### Fragmento seleccionado
----

Ahora en Cartagena el Foro Económico Mundial se pregunta las salidas al problema de la violencia y del crimen en América Latina. Pensar en una solución para México y la creciente violencia fruto de la guerra contra el narco es una cosa mientras Colombia demanda otra clase de arreglos. Hace mucho tiempo se superó la etapa de la guerra civil y la participación de los grupos armados en hechos delictivos como masacres, secuestros y el tráfico de drogas hizo que la separación entre hechos violentos se fuese diluyendo. De allí que es el narcotráfico el motor de los elevados índices de violencia de países como Colombia, México, Venezuela y Brasil y claramente demanda herramientas de política pública mucho más eficaces. Por un lado herramientas muy teóricas y de ejecución lenta como es el hecho de fomentar la transparencia en la gestión estatal, dotar de recursos suficientes a la justicia y garantizar que además de los derechos de propiedad, se garantice el funcionamiento eficiente del Estado -quizás en un sentido weberiano del orden, de la autoridad, del mérito de quien ejerce el poder público y de la jerarquía-, pero existe además herramientas de políticas mucho más prácticas y que atacan el problema en un corto plazo. Evidentemente la acción armada logra copar espacios estratégicos, sin embargo se presenta una especie de ballon effect, dado que los actores armados en respuesta a la represión estatal se desplazan de un espacio a otro, de uno ocupado por el Estado a otro donde su presencia es relativamente débil. Así que el otro punto de apoyo de la política de corto plazo es visualizar los incentivos del crimen que casi seguramente están en la rentabilidad del negocio de las drogas. Mientras este negocio subsista existirá conflicto y violencia, sin duda el elemento desestabilizador a la región es el narcotráfico y sus estructuras mafiosas. Ahí aparecen voces que promueven la legalización del tráfico como alternativa para restar poder económico al mercado de las drogas, motor de la violencia desenfrenada por su control; ¿de quién es el muerto?, eso no importa, ¿por qué hay muertos?, es la pregunta que debemos contestar.

----

### Datos

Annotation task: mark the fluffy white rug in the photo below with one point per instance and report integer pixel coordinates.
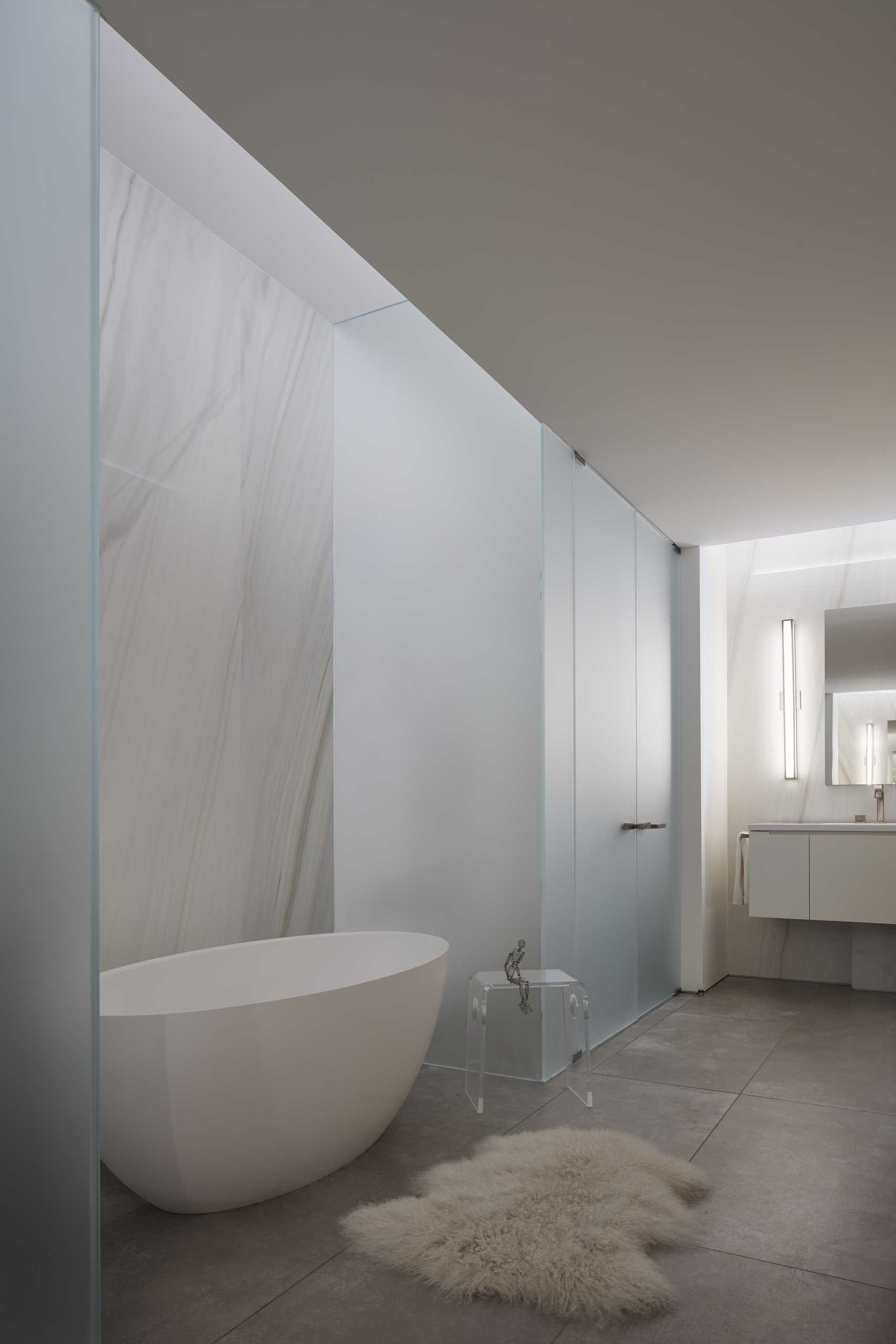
(558, 1220)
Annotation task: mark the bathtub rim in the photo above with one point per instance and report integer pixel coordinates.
(440, 952)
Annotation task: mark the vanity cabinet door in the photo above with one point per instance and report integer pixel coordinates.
(853, 878)
(779, 874)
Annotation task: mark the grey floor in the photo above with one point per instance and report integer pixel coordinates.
(784, 1092)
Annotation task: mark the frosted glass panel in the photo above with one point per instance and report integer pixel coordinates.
(657, 718)
(558, 468)
(47, 687)
(437, 663)
(605, 752)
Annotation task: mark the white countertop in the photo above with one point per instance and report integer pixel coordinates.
(846, 827)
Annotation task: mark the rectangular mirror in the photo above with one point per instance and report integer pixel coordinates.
(860, 695)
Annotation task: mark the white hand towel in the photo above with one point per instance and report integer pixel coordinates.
(742, 870)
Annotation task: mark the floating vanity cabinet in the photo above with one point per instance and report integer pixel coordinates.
(825, 872)
(852, 878)
(779, 874)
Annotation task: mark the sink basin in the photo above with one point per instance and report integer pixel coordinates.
(848, 827)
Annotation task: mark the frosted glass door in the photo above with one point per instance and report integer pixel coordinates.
(49, 1226)
(605, 752)
(657, 734)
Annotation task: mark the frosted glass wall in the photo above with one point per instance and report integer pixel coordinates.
(47, 685)
(657, 765)
(610, 586)
(437, 663)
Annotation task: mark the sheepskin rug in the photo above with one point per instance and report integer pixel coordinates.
(556, 1220)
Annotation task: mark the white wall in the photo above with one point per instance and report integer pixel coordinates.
(437, 662)
(798, 577)
(47, 674)
(704, 807)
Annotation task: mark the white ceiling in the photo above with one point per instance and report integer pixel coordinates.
(667, 226)
(164, 138)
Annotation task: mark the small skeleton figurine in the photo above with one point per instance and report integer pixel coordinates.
(515, 975)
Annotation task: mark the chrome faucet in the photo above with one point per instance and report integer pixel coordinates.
(879, 800)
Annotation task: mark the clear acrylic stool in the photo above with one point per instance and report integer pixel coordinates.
(575, 1028)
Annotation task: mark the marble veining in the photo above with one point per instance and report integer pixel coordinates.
(215, 589)
(769, 581)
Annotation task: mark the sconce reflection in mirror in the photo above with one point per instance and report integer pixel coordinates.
(789, 694)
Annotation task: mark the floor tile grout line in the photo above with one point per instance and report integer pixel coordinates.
(778, 1042)
(823, 1105)
(801, 1269)
(277, 1296)
(712, 1131)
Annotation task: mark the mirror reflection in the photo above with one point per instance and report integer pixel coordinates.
(860, 695)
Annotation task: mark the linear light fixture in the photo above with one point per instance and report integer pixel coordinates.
(789, 695)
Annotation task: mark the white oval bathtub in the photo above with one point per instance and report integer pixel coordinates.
(238, 1073)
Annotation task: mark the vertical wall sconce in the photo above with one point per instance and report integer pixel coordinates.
(789, 695)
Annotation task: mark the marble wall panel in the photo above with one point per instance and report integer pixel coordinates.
(767, 582)
(215, 511)
(288, 606)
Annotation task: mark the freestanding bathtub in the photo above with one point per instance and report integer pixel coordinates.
(234, 1074)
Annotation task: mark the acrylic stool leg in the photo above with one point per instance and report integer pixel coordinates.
(475, 1072)
(578, 1069)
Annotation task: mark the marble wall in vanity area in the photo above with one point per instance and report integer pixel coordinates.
(215, 605)
(769, 581)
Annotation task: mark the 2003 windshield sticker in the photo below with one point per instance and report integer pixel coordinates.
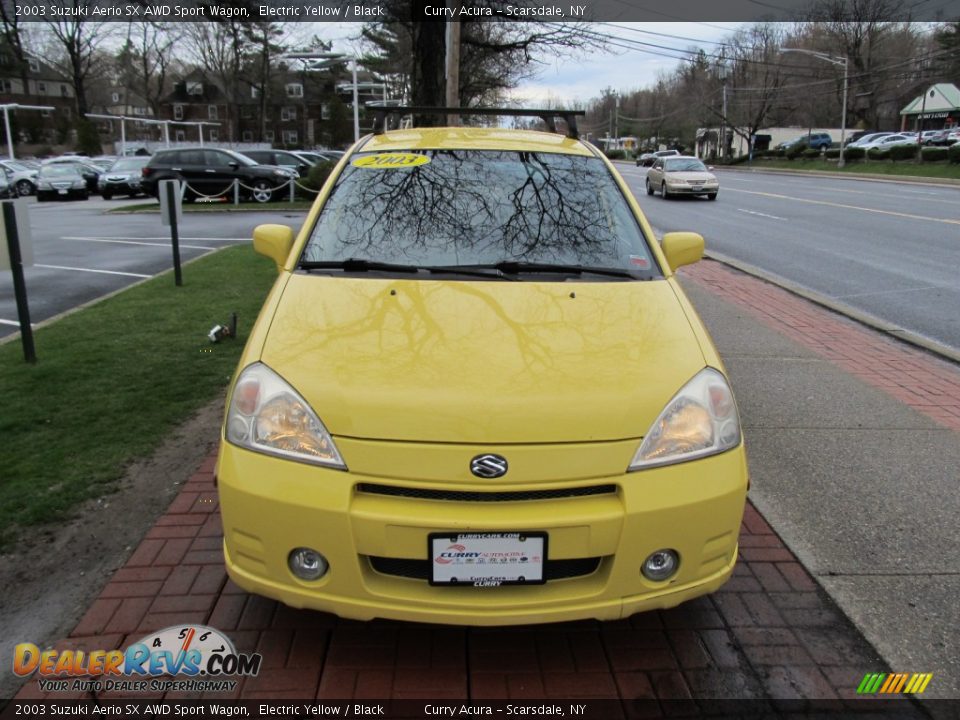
(390, 161)
(198, 657)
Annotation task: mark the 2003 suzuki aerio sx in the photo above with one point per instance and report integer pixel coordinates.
(477, 395)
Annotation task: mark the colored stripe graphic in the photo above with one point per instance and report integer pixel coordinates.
(894, 683)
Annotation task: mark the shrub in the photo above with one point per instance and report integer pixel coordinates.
(903, 152)
(934, 154)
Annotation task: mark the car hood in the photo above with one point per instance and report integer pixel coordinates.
(690, 176)
(482, 362)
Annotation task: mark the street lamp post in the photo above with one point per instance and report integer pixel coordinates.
(835, 61)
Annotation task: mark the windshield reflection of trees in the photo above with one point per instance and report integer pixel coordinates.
(468, 207)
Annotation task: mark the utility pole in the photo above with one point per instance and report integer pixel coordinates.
(723, 119)
(616, 120)
(453, 68)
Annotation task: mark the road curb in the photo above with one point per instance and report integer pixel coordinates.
(914, 179)
(875, 323)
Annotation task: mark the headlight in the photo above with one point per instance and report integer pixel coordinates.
(700, 420)
(267, 415)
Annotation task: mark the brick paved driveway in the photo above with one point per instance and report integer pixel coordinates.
(771, 632)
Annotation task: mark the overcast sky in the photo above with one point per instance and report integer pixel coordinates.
(563, 81)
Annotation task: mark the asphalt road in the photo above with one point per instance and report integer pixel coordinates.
(81, 254)
(888, 249)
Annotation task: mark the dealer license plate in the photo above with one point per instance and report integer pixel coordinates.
(487, 559)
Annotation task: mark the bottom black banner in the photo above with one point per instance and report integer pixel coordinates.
(427, 709)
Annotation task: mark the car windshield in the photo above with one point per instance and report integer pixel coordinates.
(467, 207)
(59, 170)
(684, 165)
(128, 164)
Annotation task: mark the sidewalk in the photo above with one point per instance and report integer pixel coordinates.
(843, 426)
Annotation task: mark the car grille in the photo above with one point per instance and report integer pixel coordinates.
(420, 569)
(486, 495)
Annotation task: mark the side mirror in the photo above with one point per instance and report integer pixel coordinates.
(274, 242)
(682, 248)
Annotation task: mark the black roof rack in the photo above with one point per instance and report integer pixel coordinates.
(380, 115)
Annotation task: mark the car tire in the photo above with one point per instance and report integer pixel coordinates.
(262, 191)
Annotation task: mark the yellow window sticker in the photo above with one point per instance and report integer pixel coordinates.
(391, 161)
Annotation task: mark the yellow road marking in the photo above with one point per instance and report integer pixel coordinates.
(846, 207)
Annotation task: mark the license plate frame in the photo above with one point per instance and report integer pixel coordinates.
(488, 545)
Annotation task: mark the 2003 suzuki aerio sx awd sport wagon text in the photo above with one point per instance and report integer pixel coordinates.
(477, 395)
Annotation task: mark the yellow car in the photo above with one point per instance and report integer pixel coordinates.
(477, 395)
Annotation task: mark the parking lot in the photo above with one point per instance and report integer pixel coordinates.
(843, 566)
(82, 253)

----

### Sobre el ejercicio
Responde según el fragmento sobre la violencia en América Latina:
1. ¿En qué ciudad se plantea el Foro Económico Mundial las salidas al problema de la violencia y del crimen?
2. ¿Qué países se nombran como ejemplos de elevados índices de violencia cuyo motor es el narcotráfico?
3. ¿Hacia dónde se desplazan los actores armados en respuesta a la represión estatal?
Los registros no son necesarios aquí.

### Resultado del ejercicio
1. En Cartagena.
2. Colombia, México, Venezuela y Brasil.
3. De un espacio ocupado por el Estado a otro donde su presencia es relativamente débil.